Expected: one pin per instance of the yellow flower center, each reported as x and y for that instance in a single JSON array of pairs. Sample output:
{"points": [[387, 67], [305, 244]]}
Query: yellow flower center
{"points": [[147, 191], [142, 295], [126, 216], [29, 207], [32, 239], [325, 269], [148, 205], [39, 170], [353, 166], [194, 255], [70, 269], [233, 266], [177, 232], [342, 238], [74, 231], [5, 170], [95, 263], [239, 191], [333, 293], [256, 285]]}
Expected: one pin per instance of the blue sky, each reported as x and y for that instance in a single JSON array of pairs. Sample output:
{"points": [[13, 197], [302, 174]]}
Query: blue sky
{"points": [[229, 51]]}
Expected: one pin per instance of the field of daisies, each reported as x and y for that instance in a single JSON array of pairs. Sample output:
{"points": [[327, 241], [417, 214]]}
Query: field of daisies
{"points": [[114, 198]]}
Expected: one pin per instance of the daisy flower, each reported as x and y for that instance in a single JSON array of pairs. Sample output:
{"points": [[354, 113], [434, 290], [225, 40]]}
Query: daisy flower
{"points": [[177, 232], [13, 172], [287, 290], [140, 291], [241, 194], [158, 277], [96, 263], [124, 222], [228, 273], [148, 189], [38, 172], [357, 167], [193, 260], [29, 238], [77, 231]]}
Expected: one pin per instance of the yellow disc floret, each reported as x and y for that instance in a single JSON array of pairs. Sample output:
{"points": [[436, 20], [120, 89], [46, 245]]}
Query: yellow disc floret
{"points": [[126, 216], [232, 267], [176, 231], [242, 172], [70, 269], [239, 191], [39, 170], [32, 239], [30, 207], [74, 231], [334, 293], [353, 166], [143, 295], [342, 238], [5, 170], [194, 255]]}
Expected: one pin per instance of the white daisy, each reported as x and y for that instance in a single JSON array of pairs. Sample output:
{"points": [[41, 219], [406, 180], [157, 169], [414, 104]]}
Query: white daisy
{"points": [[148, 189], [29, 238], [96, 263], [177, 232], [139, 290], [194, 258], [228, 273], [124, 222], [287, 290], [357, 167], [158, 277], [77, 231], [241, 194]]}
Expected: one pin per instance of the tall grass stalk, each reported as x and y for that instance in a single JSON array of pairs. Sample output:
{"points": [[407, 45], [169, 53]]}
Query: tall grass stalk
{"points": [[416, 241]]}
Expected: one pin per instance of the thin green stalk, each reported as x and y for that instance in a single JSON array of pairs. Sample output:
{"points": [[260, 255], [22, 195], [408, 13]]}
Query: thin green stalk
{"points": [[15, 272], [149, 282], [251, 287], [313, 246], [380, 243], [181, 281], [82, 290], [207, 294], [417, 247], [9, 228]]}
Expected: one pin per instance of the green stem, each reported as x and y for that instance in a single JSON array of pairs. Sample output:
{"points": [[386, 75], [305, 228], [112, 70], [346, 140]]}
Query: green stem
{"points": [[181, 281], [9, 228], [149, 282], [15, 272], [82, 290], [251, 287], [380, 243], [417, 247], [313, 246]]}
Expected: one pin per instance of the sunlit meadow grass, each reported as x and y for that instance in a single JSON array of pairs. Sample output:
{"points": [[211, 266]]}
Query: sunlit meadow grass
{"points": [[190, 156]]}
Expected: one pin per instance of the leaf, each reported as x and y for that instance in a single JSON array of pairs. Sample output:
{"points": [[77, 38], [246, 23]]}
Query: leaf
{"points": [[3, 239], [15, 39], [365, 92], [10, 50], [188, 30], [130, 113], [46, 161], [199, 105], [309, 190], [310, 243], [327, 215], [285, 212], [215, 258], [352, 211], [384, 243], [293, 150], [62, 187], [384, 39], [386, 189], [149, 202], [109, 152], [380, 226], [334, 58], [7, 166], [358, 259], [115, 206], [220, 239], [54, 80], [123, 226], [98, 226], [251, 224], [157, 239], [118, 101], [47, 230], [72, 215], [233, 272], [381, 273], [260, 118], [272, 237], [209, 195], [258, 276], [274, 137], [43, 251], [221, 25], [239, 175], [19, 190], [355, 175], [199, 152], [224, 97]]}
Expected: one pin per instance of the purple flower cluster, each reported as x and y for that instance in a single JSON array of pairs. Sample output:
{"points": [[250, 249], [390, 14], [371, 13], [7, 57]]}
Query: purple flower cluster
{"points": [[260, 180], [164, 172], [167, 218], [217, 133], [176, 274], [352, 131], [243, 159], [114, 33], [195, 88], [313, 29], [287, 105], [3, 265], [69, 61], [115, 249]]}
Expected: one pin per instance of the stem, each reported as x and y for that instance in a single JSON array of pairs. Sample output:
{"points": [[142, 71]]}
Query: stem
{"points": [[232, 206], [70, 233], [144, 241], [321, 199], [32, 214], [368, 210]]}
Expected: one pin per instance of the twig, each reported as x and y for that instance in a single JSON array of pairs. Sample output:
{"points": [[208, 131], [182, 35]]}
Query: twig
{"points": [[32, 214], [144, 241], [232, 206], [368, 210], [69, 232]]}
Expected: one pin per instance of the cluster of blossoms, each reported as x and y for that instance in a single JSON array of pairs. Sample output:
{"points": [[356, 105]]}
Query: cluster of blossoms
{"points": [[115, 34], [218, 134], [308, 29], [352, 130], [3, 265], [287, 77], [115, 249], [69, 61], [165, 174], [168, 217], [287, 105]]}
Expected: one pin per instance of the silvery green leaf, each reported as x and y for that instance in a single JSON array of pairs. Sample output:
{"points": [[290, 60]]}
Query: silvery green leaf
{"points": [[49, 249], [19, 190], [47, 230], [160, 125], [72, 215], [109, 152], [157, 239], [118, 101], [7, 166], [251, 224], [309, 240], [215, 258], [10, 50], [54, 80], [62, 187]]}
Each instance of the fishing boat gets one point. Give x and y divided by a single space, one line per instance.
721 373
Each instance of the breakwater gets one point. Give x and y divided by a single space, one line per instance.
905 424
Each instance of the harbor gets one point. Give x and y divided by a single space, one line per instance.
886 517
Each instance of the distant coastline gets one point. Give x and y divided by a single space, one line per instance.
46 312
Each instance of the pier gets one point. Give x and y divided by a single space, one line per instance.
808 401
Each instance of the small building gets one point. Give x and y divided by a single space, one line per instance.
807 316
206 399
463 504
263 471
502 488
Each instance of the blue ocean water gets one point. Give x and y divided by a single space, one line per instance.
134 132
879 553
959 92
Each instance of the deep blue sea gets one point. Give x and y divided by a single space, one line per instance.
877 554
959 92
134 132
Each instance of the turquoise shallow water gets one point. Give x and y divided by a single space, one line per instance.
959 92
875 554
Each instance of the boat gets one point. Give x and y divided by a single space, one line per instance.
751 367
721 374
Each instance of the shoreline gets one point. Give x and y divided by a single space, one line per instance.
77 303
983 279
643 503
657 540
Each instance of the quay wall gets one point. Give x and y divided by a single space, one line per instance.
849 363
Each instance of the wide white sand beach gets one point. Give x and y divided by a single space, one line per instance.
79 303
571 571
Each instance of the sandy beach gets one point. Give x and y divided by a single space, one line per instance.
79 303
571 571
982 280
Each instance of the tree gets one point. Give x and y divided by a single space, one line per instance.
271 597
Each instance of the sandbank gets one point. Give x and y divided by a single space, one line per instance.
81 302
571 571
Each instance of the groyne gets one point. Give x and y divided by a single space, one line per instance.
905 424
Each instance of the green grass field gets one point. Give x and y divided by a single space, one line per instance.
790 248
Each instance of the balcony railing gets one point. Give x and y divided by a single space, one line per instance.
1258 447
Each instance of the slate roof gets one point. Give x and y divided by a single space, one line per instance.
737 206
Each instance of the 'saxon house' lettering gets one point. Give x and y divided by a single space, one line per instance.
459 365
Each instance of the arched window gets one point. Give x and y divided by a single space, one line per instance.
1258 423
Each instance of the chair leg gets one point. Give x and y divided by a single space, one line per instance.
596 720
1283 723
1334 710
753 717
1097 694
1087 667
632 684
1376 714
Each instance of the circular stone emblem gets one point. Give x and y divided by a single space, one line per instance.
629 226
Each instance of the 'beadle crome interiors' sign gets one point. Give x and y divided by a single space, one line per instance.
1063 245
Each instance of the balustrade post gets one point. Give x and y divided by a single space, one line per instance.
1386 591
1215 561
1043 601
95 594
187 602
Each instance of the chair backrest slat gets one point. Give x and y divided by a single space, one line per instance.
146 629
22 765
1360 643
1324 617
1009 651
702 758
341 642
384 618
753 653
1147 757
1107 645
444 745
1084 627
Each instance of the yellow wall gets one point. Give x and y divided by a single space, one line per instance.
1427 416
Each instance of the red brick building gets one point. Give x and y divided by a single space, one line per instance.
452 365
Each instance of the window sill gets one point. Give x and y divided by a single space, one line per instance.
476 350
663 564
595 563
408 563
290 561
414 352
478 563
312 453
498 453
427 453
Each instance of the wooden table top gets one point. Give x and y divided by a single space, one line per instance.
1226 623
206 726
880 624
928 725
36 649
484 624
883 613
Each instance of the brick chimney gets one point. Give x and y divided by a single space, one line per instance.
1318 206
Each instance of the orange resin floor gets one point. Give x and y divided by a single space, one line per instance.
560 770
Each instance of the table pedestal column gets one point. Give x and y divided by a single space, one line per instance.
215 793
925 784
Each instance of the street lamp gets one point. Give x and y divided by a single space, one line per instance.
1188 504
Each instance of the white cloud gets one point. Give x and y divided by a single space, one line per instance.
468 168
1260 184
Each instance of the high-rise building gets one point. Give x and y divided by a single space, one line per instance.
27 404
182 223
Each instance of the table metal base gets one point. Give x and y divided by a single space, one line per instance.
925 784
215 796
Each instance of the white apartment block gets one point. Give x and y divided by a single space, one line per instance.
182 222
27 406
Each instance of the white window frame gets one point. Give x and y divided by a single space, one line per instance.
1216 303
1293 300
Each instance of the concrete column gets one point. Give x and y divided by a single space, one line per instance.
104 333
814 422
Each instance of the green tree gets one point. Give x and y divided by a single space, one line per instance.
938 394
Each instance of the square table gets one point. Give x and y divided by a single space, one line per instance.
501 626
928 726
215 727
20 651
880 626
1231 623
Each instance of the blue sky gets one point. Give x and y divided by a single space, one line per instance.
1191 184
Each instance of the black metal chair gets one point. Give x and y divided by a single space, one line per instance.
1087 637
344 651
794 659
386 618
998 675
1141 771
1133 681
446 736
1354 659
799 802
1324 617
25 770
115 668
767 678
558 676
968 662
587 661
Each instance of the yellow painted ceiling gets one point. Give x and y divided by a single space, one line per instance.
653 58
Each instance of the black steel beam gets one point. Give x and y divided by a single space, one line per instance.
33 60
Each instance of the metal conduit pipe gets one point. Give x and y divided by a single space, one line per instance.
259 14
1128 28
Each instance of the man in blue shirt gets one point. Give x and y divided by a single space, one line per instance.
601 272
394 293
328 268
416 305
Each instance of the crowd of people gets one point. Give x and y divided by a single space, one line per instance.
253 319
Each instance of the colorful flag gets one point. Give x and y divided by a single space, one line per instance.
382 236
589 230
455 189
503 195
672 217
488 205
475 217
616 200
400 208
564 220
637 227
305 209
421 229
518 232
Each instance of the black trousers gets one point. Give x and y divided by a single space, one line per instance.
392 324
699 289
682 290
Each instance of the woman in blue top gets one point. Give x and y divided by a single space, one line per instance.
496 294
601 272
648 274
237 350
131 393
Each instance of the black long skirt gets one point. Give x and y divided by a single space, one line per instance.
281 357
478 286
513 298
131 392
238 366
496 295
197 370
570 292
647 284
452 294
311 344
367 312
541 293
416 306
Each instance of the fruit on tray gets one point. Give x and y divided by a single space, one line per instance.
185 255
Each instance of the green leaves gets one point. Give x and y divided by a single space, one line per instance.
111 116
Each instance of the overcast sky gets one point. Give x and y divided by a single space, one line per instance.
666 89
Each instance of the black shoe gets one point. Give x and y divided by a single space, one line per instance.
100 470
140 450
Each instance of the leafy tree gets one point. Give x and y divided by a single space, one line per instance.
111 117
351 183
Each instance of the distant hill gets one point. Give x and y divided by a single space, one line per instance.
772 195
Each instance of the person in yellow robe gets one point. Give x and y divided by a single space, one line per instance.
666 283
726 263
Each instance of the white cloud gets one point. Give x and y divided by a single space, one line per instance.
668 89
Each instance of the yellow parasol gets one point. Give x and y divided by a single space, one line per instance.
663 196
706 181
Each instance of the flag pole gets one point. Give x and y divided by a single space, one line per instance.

######

Directions for this task
All lines above from the one with "Query: yellow disc floret" to the one with "Expected: one pin per instance of the thin", inclusive, should be copied exactly, and no other lines.

Solution to this problem
Query: yellow disc floret
{"points": [[126, 216], [232, 267], [176, 231], [242, 172], [70, 269], [239, 191], [39, 170], [32, 239], [30, 207], [74, 231], [334, 293], [353, 166], [143, 295], [342, 238], [5, 170], [194, 255]]}
Expected: one pin per instance of the white daisy, each reported as x and y for that instance in a single JSON array of pairs. Sample output:
{"points": [[41, 219], [406, 180], [157, 169], [414, 104]]}
Query: white daisy
{"points": [[148, 189], [29, 238], [96, 263], [177, 232], [139, 290], [194, 258], [228, 273], [124, 222], [287, 290], [357, 167], [158, 277], [77, 231], [241, 194]]}
Expected: one pin per instance of the tall grass stalk, each reported as x and y for that instance in a single JSON array of pairs. Sample output:
{"points": [[407, 45], [169, 53]]}
Query: tall grass stalk
{"points": [[416, 241]]}
Expected: one pin per instance of the thin green stalk, each reported as x and y for that instance in a single JSON array of pairs. Sample output:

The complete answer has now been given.